## Extracted data
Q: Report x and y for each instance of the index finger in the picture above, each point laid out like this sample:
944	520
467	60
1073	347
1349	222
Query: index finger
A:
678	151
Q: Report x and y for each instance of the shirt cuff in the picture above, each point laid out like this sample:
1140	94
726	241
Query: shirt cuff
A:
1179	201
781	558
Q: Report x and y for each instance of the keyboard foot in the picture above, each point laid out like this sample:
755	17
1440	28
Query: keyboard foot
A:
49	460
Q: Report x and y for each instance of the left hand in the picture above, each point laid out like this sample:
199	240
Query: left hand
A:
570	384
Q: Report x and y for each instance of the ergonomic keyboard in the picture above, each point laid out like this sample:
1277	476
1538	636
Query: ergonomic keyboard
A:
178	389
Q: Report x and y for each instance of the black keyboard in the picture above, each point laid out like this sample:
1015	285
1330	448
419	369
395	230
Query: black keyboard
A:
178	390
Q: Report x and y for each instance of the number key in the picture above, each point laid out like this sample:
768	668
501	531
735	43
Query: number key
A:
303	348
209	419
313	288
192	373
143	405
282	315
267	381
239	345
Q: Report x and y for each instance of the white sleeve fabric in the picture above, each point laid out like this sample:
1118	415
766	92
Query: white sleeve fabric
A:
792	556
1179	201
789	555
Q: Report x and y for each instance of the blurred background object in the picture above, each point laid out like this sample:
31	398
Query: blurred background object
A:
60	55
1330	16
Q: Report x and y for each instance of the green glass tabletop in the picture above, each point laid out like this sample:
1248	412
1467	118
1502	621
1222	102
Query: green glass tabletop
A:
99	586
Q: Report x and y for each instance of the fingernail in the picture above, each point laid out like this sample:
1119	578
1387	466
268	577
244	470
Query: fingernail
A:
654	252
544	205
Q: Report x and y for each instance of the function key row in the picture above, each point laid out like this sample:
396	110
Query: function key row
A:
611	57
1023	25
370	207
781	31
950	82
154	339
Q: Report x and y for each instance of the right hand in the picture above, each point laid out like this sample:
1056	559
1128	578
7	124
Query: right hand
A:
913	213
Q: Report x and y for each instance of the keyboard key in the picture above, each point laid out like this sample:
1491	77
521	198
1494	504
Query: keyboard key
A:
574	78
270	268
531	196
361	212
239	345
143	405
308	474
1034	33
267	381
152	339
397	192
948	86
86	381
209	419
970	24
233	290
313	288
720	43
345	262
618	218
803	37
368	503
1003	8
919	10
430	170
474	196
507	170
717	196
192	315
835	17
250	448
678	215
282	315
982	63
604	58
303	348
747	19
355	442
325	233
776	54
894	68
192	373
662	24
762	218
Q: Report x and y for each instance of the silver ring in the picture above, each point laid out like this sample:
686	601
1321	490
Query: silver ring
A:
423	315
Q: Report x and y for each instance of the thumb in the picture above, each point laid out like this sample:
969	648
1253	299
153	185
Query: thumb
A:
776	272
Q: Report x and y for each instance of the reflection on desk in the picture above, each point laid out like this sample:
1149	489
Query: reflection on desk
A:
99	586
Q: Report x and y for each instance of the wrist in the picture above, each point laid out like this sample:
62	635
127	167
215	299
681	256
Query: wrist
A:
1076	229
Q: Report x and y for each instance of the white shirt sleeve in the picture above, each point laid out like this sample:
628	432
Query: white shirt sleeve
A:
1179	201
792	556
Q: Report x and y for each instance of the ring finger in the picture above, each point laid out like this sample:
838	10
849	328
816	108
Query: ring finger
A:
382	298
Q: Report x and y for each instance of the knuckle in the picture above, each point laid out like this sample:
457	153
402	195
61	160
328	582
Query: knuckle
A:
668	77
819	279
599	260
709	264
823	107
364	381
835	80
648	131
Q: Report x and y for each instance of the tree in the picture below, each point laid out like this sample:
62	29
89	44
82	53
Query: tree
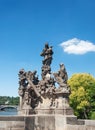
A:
82	97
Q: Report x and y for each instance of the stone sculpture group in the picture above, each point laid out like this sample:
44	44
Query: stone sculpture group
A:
43	96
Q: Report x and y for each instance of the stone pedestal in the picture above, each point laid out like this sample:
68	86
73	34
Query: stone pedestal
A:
50	122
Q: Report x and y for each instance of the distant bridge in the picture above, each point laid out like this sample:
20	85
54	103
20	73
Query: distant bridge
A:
8	107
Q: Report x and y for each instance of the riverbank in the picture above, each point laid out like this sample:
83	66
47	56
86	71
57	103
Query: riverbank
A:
44	122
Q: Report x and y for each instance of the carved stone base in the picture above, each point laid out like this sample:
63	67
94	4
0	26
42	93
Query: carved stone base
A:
51	122
68	111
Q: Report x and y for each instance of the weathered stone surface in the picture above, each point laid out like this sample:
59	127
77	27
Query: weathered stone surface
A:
46	122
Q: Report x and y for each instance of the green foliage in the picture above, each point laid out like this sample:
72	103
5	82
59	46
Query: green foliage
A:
9	100
82	97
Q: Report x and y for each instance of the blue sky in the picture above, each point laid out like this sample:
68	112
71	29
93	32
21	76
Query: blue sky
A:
26	25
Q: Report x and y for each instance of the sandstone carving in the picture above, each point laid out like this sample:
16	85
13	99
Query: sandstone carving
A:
36	95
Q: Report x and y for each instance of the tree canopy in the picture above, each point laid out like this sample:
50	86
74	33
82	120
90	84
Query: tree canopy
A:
82	97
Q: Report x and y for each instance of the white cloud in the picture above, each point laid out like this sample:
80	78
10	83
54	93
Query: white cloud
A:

## Given exercise
Convert all of the data above into a JSON array of strings with one string per line, skipping any blank lines. Leave the pictures out of your answer.

## The result
[
  "Q: Report x and y for each instance of the index finger in the picture above, each point laid out like this sample:",
  "944\t520",
  "467\t60",
  "1073\t347",
  "1349\t222",
  "Query: index finger",
  "A:",
  "678\t151",
  "Q: Report x and y for each instance of the shirt cuff in the picture above, each point laid out like this sample:",
  "1140\t94",
  "726\t241",
  "Query: shirt cuff",
  "A:",
  "1179\t201",
  "781\t558",
  "Q: Report x and y for each instance of the keyboard foot in the picture above, each point laid out like this sample:",
  "755\t17",
  "1440\t28",
  "Query: keyboard foot",
  "A:",
  "49\t460",
  "Q: Report x and y for each instance of the left hand in the picture above, each point laid out like this sample:",
  "199\t240",
  "Query: left hand",
  "A:",
  "570\t384",
  "Q: Report x and y for each instance of the ergonomic keyboard in the picture above, each point laid out like this sample:",
  "1277\t476",
  "1538\t636",
  "Query: ergonomic keyboard",
  "A:",
  "178\t389",
  "Q: Report x and y for each instance of the black keyboard in the picture above, each point laid out like this sample:",
  "1015\t285",
  "1330\t448",
  "419\t369",
  "395\t230",
  "Query: black keyboard",
  "A:",
  "178\t390",
  "Q: Report x and y for each instance of the number key in the picture above, each point laid out like this sample:",
  "768\t668",
  "501\t531",
  "735\t43",
  "Query: number key",
  "A:",
  "303\t348",
  "209\t419",
  "313\t288",
  "192\t373",
  "143\t405",
  "282\t315",
  "267\t381",
  "239\t345",
  "Q: Report x and y for each instance of the white sleeve fabric in the picture above, each point laid out like this sample:",
  "1118\t415",
  "766\t92",
  "Query: white sleeve fabric",
  "A:",
  "792\t556",
  "1179\t201",
  "789\t555",
  "Q: Report x and y for each instance of the blurred background object in the picture above, each point laid out like this sample:",
  "31\t398",
  "Query: blurred background object",
  "A:",
  "60\t55",
  "1330\t16",
  "Q: Report x and y for each instance of the green glass tabletop in the picture above, each point laid out like this sample:",
  "1248\t412",
  "1467\t118",
  "1502\t621",
  "1222\t102",
  "Query: green glass tabletop",
  "A:",
  "99\t586",
  "Q: Report x and y for each instance of the fingernail in the picture above, each point laid out like this sample:",
  "1119\t578",
  "1387\t466",
  "268\t577",
  "244\t470",
  "Query: fingernail",
  "A:",
  "654\t252",
  "544\t205",
  "Q: Report x and y for each instance of the function key row in the picture above, each point laid out like this sample:",
  "396\t110",
  "Query: function key row",
  "A:",
  "611\t57",
  "1023\t25",
  "370\t207",
  "781\t31",
  "950\t82",
  "154\t339",
  "Q: Report x and y for each instance of the right hand in the picture above, each point laid out like this sample:",
  "1056\t559",
  "1128\t578",
  "7\t124",
  "Query: right hand",
  "A:",
  "913\t213",
  "Q: Report x and y for each instance of the keyboard key in the picture above, each point laid out like this sample:",
  "1491\t77",
  "521\t198",
  "1494\t504",
  "Query: keyboard key",
  "A:",
  "574\t78",
  "270\t268",
  "531\t196",
  "361\t212",
  "239\t345",
  "143\t405",
  "308\t474",
  "1034\t33",
  "267\t381",
  "152\t339",
  "397\t192",
  "948\t86",
  "86\t381",
  "209\t419",
  "970\t24",
  "233\t290",
  "313\t288",
  "720\t43",
  "345\t262",
  "618\t218",
  "803\t37",
  "368\t503",
  "1003\t8",
  "919\t10",
  "430\t170",
  "474\t196",
  "507\t170",
  "717\t196",
  "192\t315",
  "835\t17",
  "250\t448",
  "678\t215",
  "282\t315",
  "982\t63",
  "604\t58",
  "303\t348",
  "747\t19",
  "355\t442",
  "325\t233",
  "776\t54",
  "894\t68",
  "192\t373",
  "662\t24",
  "762\t218",
  "Q: Report x and y for each instance of the silver ring in the picture above, each point laid out like this sample:",
  "686\t601",
  "1321\t490",
  "Query: silver ring",
  "A:",
  "423\t315",
  "Q: Report x and y for each instance of the thumb in the picture above, each point laid out like this sample:",
  "969\t648",
  "1253\t299",
  "153\t185",
  "Query: thumb",
  "A:",
  "776\t272",
  "Q: Report x and y for each instance of the reflection on desk in the picture above, each point laid out like this sample:",
  "1149\t489",
  "Query: reflection on desk",
  "A:",
  "99\t586",
  "Q: Report x and y for each instance of the wrist in the picture above, each point laid out like this sample:",
  "62\t635",
  "127\t167",
  "215\t299",
  "681\t256",
  "Query: wrist",
  "A:",
  "1076\t229",
  "Q: Report x and y for each instance of the white shirt sleeve in the picture above, each point laid out like this sample:",
  "628\t432",
  "Query: white shirt sleeve",
  "A:",
  "1179\t201",
  "792\t556",
  "Q: Report x and y for each instance of the ring finger in the picture above, each point laid out like this sample:",
  "838\t10",
  "849\t328",
  "816\t108",
  "Query: ring finger",
  "A:",
  "382\t298",
  "Q: Report x and y for each instance of the knuckle in the picture above, each point laid out like this sample:",
  "457\t153",
  "402\t195",
  "61\t160",
  "328\t582",
  "Query: knuckle",
  "A:",
  "668\t77",
  "819\t279",
  "599\t260",
  "709\t264",
  "823\t107",
  "364\t381",
  "835\t80",
  "648\t131",
  "Q: Report x and y for each instance of the tree in the picture below, each point laid out like this sample:",
  "62\t29",
  "89\t44",
  "82\t53",
  "Query: tree",
  "A:",
  "82\t97",
  "Q: Report x and y for each instance of the stone sculpture group in the picture above, each point laid out like this sample:",
  "44\t44",
  "Query: stone sculpture group",
  "A:",
  "43\t96",
  "Q: Report x and y for each instance of the stone pedestal in the picture above, each point laid out like this sample:",
  "68\t86",
  "73\t34",
  "Query: stone pedestal",
  "A:",
  "50\t122",
  "Q: Report x and y for each instance of the distant bridge in the picture above, each point laid out like this sample:",
  "20\t85",
  "54\t103",
  "20\t73",
  "Query: distant bridge",
  "A:",
  "8\t107",
  "Q: Report x and y for each instance of the riverbank in the picture above, each point laid out like this sample:",
  "83\t66",
  "47\t56",
  "86\t71",
  "57\t103",
  "Query: riverbank",
  "A:",
  "44\t122",
  "Q: Report x and y for each instance of the carved stone base in the picture above, each point laid out like this sample:",
  "63\t67",
  "94\t4",
  "0\t26",
  "42\t93",
  "Query: carved stone base",
  "A:",
  "51\t122",
  "68\t111",
  "Q: Report x and y for each instance of the weathered stone surface in the picture above, each point laid out like this sample:",
  "59\t127",
  "77\t27",
  "Query: weathered stone surface",
  "A:",
  "46\t122",
  "Q: Report x and y for each instance of the green foliage in the picture above, each point laid out like this sample:",
  "72\t103",
  "5\t82",
  "59\t46",
  "Query: green foliage",
  "A:",
  "9\t100",
  "82\t97",
  "Q: Report x and y for each instance of the blue sky in the picture above, each point laid out like this sample:",
  "68\t112",
  "71\t29",
  "93\t32",
  "21\t76",
  "Query: blue sky",
  "A:",
  "26\t25",
  "Q: Report x and y for each instance of the sandstone carving in the picture above, each point laid out like this sample:",
  "16\t85",
  "13\t99",
  "Query: sandstone carving",
  "A:",
  "36\t95",
  "Q: Report x and y for each instance of the tree canopy in the picture above, each point laid out like this sample:",
  "50\t86",
  "74\t33",
  "82\t120",
  "90\t84",
  "Query: tree canopy",
  "A:",
  "82\t97",
  "Q: Report x and y for each instance of the white cloud in the picture above, each point laid out like this sample:",
  "80\t78",
  "10\t83",
  "54\t93",
  "Query: white cloud",
  "A:"
]